_Task to carry out_: In the records that follow, show each line where the word "sign" is present.

_Provided data_:
◆ ◆ ◆ ◆

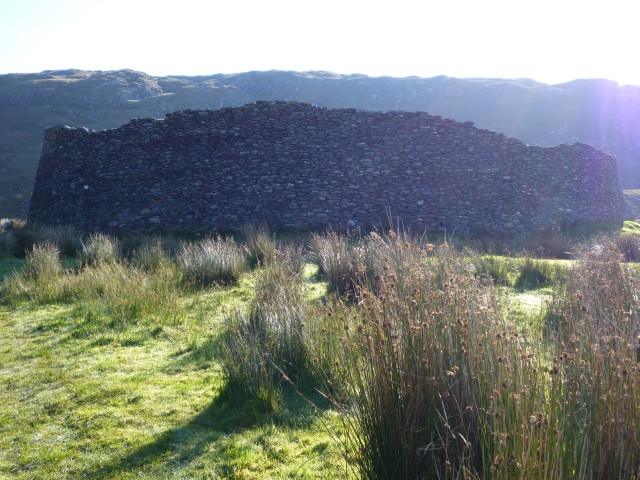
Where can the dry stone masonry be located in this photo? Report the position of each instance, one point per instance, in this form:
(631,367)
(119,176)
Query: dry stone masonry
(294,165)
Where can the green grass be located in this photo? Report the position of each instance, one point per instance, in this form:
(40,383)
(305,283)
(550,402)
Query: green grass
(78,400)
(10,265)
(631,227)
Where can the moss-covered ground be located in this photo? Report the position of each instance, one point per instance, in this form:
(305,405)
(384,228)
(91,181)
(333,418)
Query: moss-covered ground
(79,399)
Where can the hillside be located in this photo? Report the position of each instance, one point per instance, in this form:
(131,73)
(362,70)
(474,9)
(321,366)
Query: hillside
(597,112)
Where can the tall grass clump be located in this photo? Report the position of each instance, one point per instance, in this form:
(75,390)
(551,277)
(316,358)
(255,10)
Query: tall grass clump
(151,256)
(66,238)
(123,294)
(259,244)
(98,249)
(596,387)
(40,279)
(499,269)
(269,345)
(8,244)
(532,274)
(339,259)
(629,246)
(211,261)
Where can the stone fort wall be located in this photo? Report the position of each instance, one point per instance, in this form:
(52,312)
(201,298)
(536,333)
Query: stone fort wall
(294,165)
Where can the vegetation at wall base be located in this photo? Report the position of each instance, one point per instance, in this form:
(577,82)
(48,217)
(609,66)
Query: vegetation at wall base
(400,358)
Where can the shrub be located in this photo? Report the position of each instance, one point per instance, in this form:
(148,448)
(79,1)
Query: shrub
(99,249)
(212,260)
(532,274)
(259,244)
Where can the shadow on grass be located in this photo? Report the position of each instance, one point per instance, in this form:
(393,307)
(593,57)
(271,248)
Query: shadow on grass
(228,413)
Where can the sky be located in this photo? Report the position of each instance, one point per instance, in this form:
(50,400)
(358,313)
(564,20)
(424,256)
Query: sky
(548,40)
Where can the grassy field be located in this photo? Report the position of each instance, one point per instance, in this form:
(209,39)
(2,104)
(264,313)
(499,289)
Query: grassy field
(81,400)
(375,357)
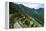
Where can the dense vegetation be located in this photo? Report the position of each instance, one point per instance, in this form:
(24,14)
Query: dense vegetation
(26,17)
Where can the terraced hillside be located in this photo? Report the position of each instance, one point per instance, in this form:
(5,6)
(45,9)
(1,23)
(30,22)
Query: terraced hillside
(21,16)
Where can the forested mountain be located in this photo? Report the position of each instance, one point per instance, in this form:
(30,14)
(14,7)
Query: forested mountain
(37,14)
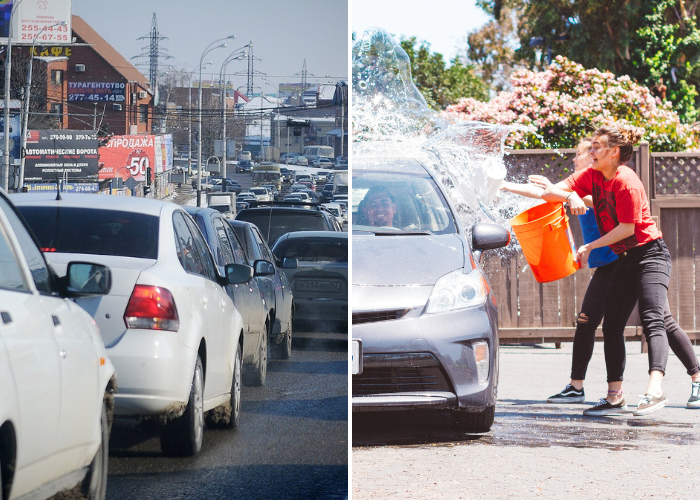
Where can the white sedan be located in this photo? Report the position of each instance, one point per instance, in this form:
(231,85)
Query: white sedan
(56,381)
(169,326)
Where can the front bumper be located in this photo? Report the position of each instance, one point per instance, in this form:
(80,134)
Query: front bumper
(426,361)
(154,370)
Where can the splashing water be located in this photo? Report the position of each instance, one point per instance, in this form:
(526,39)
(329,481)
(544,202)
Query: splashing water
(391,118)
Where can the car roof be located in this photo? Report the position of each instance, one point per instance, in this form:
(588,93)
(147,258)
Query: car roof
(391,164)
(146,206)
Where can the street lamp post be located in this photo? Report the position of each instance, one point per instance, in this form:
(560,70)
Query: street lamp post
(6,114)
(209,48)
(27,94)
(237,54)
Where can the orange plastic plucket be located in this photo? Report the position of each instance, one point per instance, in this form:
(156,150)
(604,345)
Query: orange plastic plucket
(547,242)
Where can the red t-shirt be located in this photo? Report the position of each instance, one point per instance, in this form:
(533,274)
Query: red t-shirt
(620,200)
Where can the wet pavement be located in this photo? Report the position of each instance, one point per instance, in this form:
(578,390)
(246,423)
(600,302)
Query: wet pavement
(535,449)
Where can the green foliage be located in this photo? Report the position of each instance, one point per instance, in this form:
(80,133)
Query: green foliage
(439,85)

◆ ◆ ◆ ◆

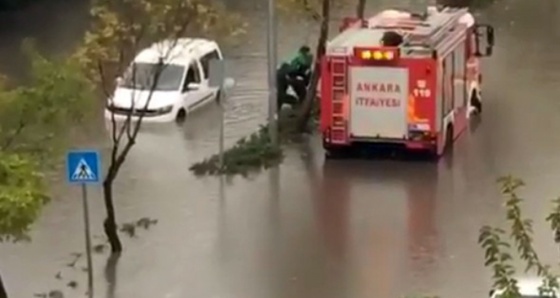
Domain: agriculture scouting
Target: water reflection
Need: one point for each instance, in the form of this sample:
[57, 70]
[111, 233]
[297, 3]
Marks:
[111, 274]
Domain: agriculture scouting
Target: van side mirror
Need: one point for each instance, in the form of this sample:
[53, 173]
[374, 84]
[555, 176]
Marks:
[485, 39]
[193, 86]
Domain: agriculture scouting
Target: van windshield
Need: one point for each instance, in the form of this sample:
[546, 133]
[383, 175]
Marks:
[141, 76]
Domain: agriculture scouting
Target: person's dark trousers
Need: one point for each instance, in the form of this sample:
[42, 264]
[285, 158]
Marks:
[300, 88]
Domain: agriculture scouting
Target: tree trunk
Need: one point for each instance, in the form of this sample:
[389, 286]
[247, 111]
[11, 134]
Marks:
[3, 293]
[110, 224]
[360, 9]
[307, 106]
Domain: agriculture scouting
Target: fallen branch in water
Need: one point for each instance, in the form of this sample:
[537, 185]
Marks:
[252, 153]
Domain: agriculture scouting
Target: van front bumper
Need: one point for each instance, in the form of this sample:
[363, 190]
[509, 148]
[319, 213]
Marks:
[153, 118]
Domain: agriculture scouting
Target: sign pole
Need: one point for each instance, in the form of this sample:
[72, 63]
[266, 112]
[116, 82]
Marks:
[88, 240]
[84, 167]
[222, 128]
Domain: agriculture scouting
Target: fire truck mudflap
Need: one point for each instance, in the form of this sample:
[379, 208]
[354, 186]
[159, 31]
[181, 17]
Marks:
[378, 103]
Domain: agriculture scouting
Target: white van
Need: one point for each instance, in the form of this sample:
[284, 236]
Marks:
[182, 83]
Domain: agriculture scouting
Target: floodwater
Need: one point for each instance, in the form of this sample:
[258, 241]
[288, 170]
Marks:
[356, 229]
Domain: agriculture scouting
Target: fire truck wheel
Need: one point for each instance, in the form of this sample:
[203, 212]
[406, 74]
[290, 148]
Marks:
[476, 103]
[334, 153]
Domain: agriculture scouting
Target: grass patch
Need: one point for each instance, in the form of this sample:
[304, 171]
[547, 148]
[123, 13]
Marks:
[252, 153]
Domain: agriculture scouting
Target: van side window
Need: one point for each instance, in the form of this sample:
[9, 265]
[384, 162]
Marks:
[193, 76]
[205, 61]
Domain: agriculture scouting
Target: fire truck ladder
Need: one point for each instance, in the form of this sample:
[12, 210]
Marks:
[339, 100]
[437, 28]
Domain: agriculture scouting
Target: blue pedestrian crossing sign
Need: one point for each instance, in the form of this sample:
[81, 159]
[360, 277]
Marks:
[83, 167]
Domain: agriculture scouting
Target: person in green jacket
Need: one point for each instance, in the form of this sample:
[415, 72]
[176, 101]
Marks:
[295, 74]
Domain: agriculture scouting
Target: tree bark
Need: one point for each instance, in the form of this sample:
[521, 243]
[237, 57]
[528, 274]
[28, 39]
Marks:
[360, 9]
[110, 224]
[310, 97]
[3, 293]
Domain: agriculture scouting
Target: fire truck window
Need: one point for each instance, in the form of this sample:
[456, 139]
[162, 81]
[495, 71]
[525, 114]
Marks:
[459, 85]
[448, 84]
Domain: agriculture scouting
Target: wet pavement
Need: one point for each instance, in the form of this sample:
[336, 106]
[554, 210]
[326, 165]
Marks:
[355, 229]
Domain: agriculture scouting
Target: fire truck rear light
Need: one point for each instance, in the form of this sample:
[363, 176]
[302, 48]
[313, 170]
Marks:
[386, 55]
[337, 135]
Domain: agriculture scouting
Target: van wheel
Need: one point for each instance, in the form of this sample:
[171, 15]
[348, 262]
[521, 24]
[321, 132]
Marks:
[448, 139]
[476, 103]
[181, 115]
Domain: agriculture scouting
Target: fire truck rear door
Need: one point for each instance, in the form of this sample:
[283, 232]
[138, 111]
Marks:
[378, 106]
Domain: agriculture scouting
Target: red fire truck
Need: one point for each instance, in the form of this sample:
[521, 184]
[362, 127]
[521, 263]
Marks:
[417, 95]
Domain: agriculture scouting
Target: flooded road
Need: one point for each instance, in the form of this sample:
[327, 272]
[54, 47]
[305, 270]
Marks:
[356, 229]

◆ ◆ ◆ ◆

_Solved problem_:
Target: sign pole
Target: blue pedestrian crossing sign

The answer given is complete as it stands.